Little Maquoketa River
The Little Maquoketa River is a Mississippi tributary just north of Dubuque, Iowa and west of Grant County, Wisconsin. It’s not a very long river that splinters into shallow tributaries upstream of Durango, but downstream to the mouth it is plenty big enough for paddling. I initially heard about it from the book “Paddling Iowa“, which got me excited to do the trip based on a positive description of car sized boulders, limestone walls, and coursing through one of Iowa’s deepest valleys.
Perhaps my expectations were unrealistically high, but honestly I was pretty crestfallen when I saw the take-out and then the put-in. Aside from the strong cow manure smell, the river was incredibly muddy, water clarity was nonexistent, and strange things floated on the surface of the water. Much of this river flows through steep terrain and farm country, which with poor to no regulatory oversight, has resulted in devastating erosion and damage to the river (much worse than I’ve ever ever seen in Wisconsin).
Once we started the paddle, the clarity never improved, but the first third of the trip was perhaps the most interesting part and reminded me somewhat of the lower Grant River. Very open, with occasional riffles and Class 1 rapids flanked by large mud banks and cornfields. The pools were incredibly deep (4-6′ on average) with some much deeper (wear your life jacket!), while in contrast the riffles were shallow and bumpy. The banks were filled with “disturbed ground” species and invasive weeds (especially Japanese Hops) which gave the river a messy, disorganized vibe. Many of the mud banks were massive (say 10-20′ high) and bigger than any I’ve seen on any Wisconsin river.
Shortly after Access Road, the river arcs south and enters a nice area flanked by a wooded hill to the north. It’s here that we encountered the three large limestone boulders I saw pictured in “Paddling Iowa”. While nice, that was pretty much it for boulders on the entire river (not counting all the concrete fill that had been dumped haphazardly into the river).
Following the Heritage Trail bridge, the river arcs north with views of the adjacent hills. This was nice, but the hills didn’t seem especially big or special, which I had firmly expected from the guidebook description that this river flowed through “one of Iowa’s deepest valleys”. Maybe this is nicer in the spring or fall when the hillsides are more visible. There are certainly enough sugar maples to make for an interesting fall color trip.

◆ OBJECTIVE ◆
Rewrite everything in the Little Maquoketa River text from "Once we started" down to "any Wisconsin river.", changing "cornfields" to "hayfields".

◆ Excerpts of pointing data ◆
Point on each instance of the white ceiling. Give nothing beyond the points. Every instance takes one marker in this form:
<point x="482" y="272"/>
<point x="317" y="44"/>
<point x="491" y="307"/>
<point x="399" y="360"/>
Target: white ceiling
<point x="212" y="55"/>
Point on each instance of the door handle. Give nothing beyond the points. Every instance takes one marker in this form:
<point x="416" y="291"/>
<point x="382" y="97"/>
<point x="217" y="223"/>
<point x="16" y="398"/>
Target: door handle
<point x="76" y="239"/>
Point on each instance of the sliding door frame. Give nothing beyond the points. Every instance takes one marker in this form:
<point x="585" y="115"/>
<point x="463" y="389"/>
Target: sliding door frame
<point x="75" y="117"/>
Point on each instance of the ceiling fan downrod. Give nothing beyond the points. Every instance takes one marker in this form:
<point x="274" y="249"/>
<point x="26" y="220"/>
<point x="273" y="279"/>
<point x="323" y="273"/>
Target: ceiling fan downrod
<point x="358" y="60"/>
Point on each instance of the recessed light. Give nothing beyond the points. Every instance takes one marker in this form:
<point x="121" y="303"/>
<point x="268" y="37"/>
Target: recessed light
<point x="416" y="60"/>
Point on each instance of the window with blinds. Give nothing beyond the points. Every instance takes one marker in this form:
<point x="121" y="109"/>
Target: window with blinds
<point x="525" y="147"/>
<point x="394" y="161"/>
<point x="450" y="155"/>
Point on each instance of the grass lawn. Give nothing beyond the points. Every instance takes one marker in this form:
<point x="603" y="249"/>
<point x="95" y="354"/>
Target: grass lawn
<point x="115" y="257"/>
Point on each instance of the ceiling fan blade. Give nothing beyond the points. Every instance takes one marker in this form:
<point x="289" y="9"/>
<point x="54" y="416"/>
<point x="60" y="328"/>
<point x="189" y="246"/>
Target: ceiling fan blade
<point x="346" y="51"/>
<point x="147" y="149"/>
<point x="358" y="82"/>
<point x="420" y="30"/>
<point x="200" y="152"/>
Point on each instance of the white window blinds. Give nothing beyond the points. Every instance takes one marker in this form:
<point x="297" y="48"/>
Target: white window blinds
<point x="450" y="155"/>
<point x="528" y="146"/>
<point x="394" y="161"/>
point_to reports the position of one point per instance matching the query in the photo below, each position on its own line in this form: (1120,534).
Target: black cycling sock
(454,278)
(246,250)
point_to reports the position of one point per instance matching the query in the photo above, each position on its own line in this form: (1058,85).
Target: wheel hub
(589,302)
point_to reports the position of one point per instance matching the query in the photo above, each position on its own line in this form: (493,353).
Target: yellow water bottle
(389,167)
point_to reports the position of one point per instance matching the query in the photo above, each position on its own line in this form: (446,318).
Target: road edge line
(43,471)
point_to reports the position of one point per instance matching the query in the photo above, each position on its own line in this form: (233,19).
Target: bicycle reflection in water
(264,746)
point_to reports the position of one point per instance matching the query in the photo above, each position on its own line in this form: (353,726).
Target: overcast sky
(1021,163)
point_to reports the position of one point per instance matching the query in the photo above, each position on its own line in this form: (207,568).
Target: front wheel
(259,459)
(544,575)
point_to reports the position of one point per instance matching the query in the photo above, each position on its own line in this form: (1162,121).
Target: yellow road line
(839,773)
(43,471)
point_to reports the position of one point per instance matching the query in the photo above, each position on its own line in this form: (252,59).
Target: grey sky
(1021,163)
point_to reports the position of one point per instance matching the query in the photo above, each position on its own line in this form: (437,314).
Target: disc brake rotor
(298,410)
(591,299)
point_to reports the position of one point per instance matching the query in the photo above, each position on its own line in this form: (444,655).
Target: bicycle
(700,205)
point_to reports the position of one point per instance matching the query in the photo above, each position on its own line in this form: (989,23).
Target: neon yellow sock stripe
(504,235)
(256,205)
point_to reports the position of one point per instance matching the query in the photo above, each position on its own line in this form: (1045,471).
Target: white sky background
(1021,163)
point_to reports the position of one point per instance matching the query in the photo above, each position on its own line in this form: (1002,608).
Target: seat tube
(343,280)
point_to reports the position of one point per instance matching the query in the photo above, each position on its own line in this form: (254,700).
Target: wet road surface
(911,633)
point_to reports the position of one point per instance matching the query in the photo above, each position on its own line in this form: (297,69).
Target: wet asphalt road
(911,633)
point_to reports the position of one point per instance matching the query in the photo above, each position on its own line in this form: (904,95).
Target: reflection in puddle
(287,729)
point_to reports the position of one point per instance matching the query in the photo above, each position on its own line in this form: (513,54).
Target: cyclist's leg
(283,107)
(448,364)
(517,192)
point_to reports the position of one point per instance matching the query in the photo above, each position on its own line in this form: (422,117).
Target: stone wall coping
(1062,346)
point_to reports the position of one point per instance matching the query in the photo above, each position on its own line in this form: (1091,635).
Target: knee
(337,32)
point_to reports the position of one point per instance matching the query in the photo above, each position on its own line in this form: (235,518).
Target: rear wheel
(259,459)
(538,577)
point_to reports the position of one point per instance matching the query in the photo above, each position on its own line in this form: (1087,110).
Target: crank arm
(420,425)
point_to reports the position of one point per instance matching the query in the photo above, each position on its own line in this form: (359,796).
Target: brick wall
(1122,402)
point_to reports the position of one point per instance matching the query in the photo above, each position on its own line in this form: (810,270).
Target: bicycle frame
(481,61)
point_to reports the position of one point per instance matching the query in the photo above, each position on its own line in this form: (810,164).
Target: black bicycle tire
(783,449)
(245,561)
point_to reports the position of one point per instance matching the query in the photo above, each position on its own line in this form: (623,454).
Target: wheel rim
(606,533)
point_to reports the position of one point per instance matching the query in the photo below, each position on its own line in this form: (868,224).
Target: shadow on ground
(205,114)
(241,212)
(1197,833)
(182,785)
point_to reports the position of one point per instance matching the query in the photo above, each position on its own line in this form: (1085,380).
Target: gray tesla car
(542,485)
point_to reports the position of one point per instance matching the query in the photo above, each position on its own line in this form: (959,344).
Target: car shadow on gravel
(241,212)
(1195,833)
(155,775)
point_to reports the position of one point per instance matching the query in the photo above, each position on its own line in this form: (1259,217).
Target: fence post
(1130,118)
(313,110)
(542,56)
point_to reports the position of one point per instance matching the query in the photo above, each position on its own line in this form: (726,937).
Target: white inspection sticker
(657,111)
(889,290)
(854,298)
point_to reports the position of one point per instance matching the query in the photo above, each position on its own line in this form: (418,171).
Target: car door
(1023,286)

◆ REPLY TO THE TASK ◆
Once we started the paddle, the clarity never improved, but the first third of the trip was perhaps the most interesting part and reminded me somewhat of the lower Grant River. Very open, with occasional riffles and Class 1 rapids flanked by large mud banks and hayfields. The pools were incredibly deep (4-6′ on average) with some much deeper (wear your life jacket!), while in contrast the riffles were shallow and bumpy. The banks were filled with “disturbed ground” species and invasive weeds (especially Japanese Hops) which gave the river a messy, disorganized vibe. Many of the mud banks were massive (say 10-20′ high) and bigger than any I’ve seen on any Wisconsin river.